The task
All of the data must be output exactly, with every picture left out.

Saved data entries:
══════════

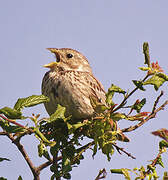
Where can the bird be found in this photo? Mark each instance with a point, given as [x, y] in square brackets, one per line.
[71, 84]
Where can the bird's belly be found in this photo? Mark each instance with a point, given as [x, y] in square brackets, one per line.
[74, 98]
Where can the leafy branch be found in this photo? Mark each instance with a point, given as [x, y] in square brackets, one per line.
[61, 140]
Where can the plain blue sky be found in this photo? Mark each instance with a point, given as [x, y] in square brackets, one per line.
[110, 34]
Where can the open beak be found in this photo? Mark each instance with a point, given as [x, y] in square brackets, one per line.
[56, 52]
[51, 65]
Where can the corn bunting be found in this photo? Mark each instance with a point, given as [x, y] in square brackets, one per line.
[70, 83]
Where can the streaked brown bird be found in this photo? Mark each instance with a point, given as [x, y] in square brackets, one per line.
[70, 83]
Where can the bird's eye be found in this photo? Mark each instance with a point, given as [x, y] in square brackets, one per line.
[69, 56]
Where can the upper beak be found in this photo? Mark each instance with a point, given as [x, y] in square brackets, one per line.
[51, 65]
[56, 51]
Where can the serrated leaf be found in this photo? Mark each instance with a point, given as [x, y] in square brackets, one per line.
[42, 151]
[138, 106]
[138, 84]
[109, 95]
[30, 101]
[11, 129]
[11, 113]
[108, 150]
[4, 159]
[59, 114]
[156, 80]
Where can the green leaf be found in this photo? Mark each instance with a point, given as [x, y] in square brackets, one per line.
[109, 95]
[4, 159]
[59, 114]
[117, 89]
[11, 113]
[11, 129]
[108, 150]
[146, 53]
[30, 101]
[156, 80]
[118, 116]
[42, 151]
[139, 84]
[138, 106]
[145, 68]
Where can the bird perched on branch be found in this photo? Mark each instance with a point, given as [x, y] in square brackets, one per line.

══════════

Response to this task
Where can the bird be found in this photo? Mark each instance with a point, given as [x, y] in square brackets, one per line.
[71, 84]
Where can the bird's belly be found in this photo? Mark each instance with a point, given as [x, y] in square brackets, one per line.
[74, 98]
Where can the leafy branch be found in this photo? Mark each instance with a point, given as [x, y] in square brackets, one per line.
[61, 140]
Where can the plain blue sky be found in this photo? Mark each instance with a point, given as [x, y] in square brackets, one per line.
[110, 34]
Where can the open beak be found in this photo? Mark each instance with a point, given as [x, y] in square brackets, one per line.
[56, 52]
[51, 65]
Where can the corn bunting be found in this photo? Mark each instance with a point, given as [x, y] in square brackets, one per line.
[70, 83]
Where can the streaked brown bird be found in this photo? Mark each instance with a point, given as [x, y] in square brackets, one per line.
[70, 83]
Where can the bird's eye be found in this photo? Mark each instance with a point, given as [x, y] in square brackets, one per line.
[69, 56]
Where can the upper beak be found in this photo? Mark each instance with a point, given as [x, y] in square brackets, one per line.
[51, 65]
[56, 51]
Where can the serrated leaf be found in this photo? Mark each instance with a point, given as [x, y] in square brackets, one per line.
[42, 151]
[138, 106]
[138, 84]
[109, 95]
[30, 101]
[11, 129]
[11, 113]
[108, 150]
[4, 159]
[59, 114]
[156, 80]
Where can the green leaf be found in this photo? Mark each instance with a point, given as [x, y] in square brackets, one per line.
[109, 95]
[4, 159]
[59, 114]
[117, 89]
[11, 113]
[11, 129]
[108, 150]
[146, 53]
[30, 101]
[156, 80]
[118, 116]
[42, 151]
[139, 84]
[138, 106]
[145, 68]
Where can the bird perched on branch be found in this photo? Mark each instance with a point, given as [x, y] in square brackets, one per line.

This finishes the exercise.